RE: [ncl-talk] Memory leak with if statement and logical array

From: O'Neill, Susan - Portland, OR <susan.oneill_at_nyahnyahspammersnyahnyah>
Date: Thu, 26 Apr 2007 14:38:30 -0600

Hi Dave,

Thank you for a great explanation of what is going on! I'll look at
implementing your netCDF intermediate file suggestion and meanwhile am
also splitting my processing into smaller chucks and scripting to merge
things back together.

Thanks!

        Susan

--------------------------------------------
Susan M. O'Neill, Ph.D.
Air Quality Engineer
USDA Natural Resources Conservation Service
Air Quality and Atmospheric Change Team
1201 NE Lloyd Blvd., Suite 1000
Portland, Oregon 97232-1202
503-273-2438 (work)
503-273-2401 (fax)
susan.oneill_at_por.usda.gov
--------------------------------------------
-----Original Message-----
From: David Ian Brown [mailto:dbrown_at_ucar.edu]
Sent: Wednesday, April 25, 2007 5:58 PM
To: O'Neill, Susan - Portland, OR
Cc: Dave Allured; ncl-talk_at_ucar.edu
Subject: Re: Memory leak with if statement and logical array

Susan, Dave, et al.,

Here's what we have found related to problems of "memory leaks" that
have been
reported recently.

The good news is that the problem Dave Allured reported has been
solved. There
was indeed a memory leak that occurred when using a logical variable as
opposed
to a logical expression in an if test, i.e.:
     if (logical_var) then
        ...
as opposed to
     if (var .eq. something) then
        ...

The fix will be in the next version of NCL, still scheduled for release
by the end of the
month.

The bad news is that Susan O'Neill's problem is not something that can
be fixed
easily, given some design decisions that were made very early on in the
development of NCL.

It seems that the problem boils down to the fact that NCL permanently
(by design) stores every unique
string it encounters in a hash table and assigns the string a unique
integer id, which
is passed around instead a pointer reference to the string itself. This
simplifies programming for
tasks such as string comparison, and in the usual case for NCL, has
worked pretty well.

Unfortunately Susan's script (extractFlx_Montana.ncl) is a perfect
illustration of the drawbacks of this approach. There is
a inner loop that is executed 2838240 times for each year of data.
Inside the loop strings are built from small components.
The built-up strings tend to share a lot of characters at the beginning
before there is a character that distinguishes them.
While the memory used might be a problem on a small system, it is not
all that large compared to the memory required to
hold the large numerical arrays that are commonly processed using NCL.

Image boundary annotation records

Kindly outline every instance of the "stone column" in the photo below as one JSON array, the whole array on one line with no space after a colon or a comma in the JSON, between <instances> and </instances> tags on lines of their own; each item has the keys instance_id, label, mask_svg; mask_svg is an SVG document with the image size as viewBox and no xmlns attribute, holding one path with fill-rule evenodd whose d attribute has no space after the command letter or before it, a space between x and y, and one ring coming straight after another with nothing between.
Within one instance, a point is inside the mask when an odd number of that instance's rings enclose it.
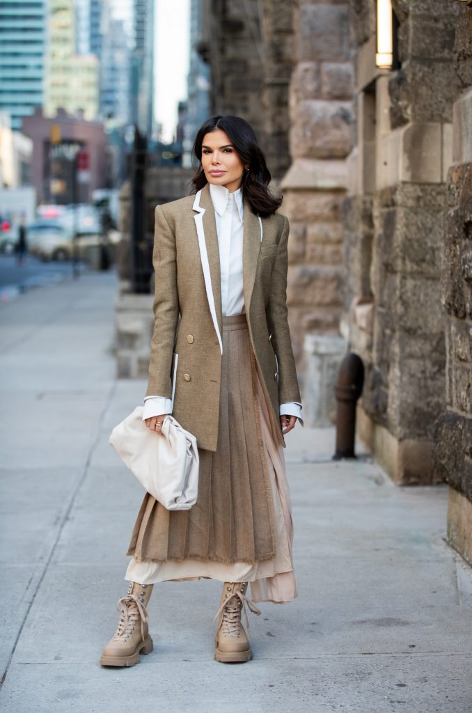
<instances>
[{"instance_id":1,"label":"stone column","mask_svg":"<svg viewBox=\"0 0 472 713\"><path fill-rule=\"evenodd\" d=\"M358 131L347 210L354 273L344 320L366 365L362 436L396 481L431 483L440 479L432 446L444 406L440 257L458 4L393 4L399 64L387 71L375 67L375 3L352 2Z\"/></svg>"},{"instance_id":2,"label":"stone column","mask_svg":"<svg viewBox=\"0 0 472 713\"><path fill-rule=\"evenodd\" d=\"M344 270L341 205L351 150L352 66L348 3L294 3L292 165L282 181L290 221L287 298L295 356L306 334L339 334ZM302 369L300 369L302 376Z\"/></svg>"},{"instance_id":3,"label":"stone column","mask_svg":"<svg viewBox=\"0 0 472 713\"><path fill-rule=\"evenodd\" d=\"M448 175L442 302L447 313L446 407L436 430L436 464L449 483L448 538L472 564L472 9L461 11L456 62L453 165Z\"/></svg>"}]
</instances>

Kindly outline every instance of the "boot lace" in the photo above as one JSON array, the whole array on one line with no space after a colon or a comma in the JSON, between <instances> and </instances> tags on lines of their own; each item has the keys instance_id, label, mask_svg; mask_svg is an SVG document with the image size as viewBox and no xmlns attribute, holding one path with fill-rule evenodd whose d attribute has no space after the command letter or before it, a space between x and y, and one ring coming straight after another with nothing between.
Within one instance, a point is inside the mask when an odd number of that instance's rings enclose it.
<instances>
[{"instance_id":1,"label":"boot lace","mask_svg":"<svg viewBox=\"0 0 472 713\"><path fill-rule=\"evenodd\" d=\"M218 619L218 628L221 627L222 632L225 636L238 637L240 635L242 611L244 612L245 620L247 627L247 633L249 635L250 627L246 606L247 606L253 614L255 614L257 616L260 615L260 611L257 609L254 602L252 602L249 597L245 597L242 592L238 590L235 592L228 600L224 601L221 605L220 609L215 615L213 621L215 622L216 619Z\"/></svg>"},{"instance_id":2,"label":"boot lace","mask_svg":"<svg viewBox=\"0 0 472 713\"><path fill-rule=\"evenodd\" d=\"M134 594L118 599L116 608L120 612L120 622L112 641L127 641L131 636L139 621L141 628L141 638L144 639L144 622L149 621L146 607Z\"/></svg>"}]
</instances>

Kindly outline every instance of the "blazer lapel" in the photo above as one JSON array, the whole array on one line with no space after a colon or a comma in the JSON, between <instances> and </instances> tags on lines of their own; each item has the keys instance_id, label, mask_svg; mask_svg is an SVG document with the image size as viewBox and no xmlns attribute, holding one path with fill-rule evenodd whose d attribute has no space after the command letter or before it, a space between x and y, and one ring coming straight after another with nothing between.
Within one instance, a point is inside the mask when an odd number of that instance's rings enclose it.
<instances>
[{"instance_id":1,"label":"blazer lapel","mask_svg":"<svg viewBox=\"0 0 472 713\"><path fill-rule=\"evenodd\" d=\"M246 314L249 317L251 296L257 270L257 259L262 239L262 222L261 219L252 212L247 200L244 202L242 226L242 294Z\"/></svg>"},{"instance_id":2,"label":"blazer lapel","mask_svg":"<svg viewBox=\"0 0 472 713\"><path fill-rule=\"evenodd\" d=\"M213 320L215 331L218 337L220 350L222 354L220 250L215 210L207 183L195 195L193 208L197 211L193 217L197 227L200 257L203 269L208 306Z\"/></svg>"}]
</instances>

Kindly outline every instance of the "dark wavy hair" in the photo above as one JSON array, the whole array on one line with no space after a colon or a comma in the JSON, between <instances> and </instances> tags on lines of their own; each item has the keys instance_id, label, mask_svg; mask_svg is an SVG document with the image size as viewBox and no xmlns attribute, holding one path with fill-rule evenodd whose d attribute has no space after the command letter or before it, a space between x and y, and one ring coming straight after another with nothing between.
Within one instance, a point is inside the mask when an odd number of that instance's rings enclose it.
<instances>
[{"instance_id":1,"label":"dark wavy hair","mask_svg":"<svg viewBox=\"0 0 472 713\"><path fill-rule=\"evenodd\" d=\"M240 116L211 116L200 126L193 149L200 166L192 178L192 193L196 193L208 183L202 168L202 144L205 134L216 129L221 129L227 134L242 163L249 164L249 170L243 171L241 188L251 210L261 217L273 215L282 205L282 197L270 190L270 172L265 163L264 152L252 128Z\"/></svg>"}]
</instances>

[Exercise aim] Rewrite the part of the mailing-list message that opens with the words containing "Air Quality Engineer" and closes with "503-273-2401 (fax)", substituting "Suite 1200" for "Suite 1000".

[Answer in full]
Air Quality Engineer
USDA Natural Resources Conservation Service
Air Quality and Atmospheric Change Team
1201 NE Lloyd Blvd., Suite 1200
Portland, Oregon 97232-1202
503-273-2438 (work)
503-273-2401 (fax)